However, the clarifications – which were introduced by the MNRE to support the domestic solar industry – have still not managed to alleviate any stakeholder concerns due to confusion around the processes that project developers must follow in order to avoid duties on solar imports.

According to an MNRE official, the ministry has now clarified Clause 20 of the guidelines, which deals with changes in law of tax rates, and has a direct effect on the economics of any solar project.

To remove the ongoing uncertainty, the government clarified that the term “change in the rates of any taxes” as mentioned in Clause 5.7.2 of the guidelines includes “change in rates of taxes, duties and cess.”

The addition of duties and cess in the clause implies that when a duty or cess is changed, the solar power generator or procurer will be entitled to compensation by the other party, as reported previously by Mercom.

The Clarification

“This is a mere elaboration of the clause and not an amendment,” the official specified. “The changes in the guidelines will apply and hence will not have any drastic effect on the tenders that have been already issued.”

Had it been an amendment, it would have had to be approved in parliament. The official further said that since this is a clarification, it will be retrospective and will not need the cabinet approval.

## Input data
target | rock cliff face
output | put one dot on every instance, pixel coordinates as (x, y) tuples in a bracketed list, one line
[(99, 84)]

## Aim of the task
Continue the text about India's solar tax clarification, picking up after its final sentence.

## Reply
The change in law, however, does not include any change in taxes on corporate income or any change on withholding taxes on income or dividends.

The change in the guidelines comes on the heels of Madras High Court’s dismissal of the petition filed by project developer, Shapoorji Pallonji, against the levy of a 70 percent safeguard duty on solar imports. This dismissal has paved the way for the probable imposition of a safeguard duty on solar modules and cells imported from China, Malaysia, and Taiwan, after the Office of Directorate General of Safeguards concludes its investigation (which was stalled  in the courts).

As the eventual fate of safeguard duty draws closer, the domestic solar industry is still reeling under ambiguity, and seeks a better understanding of the compensation mechanism put in place by the government.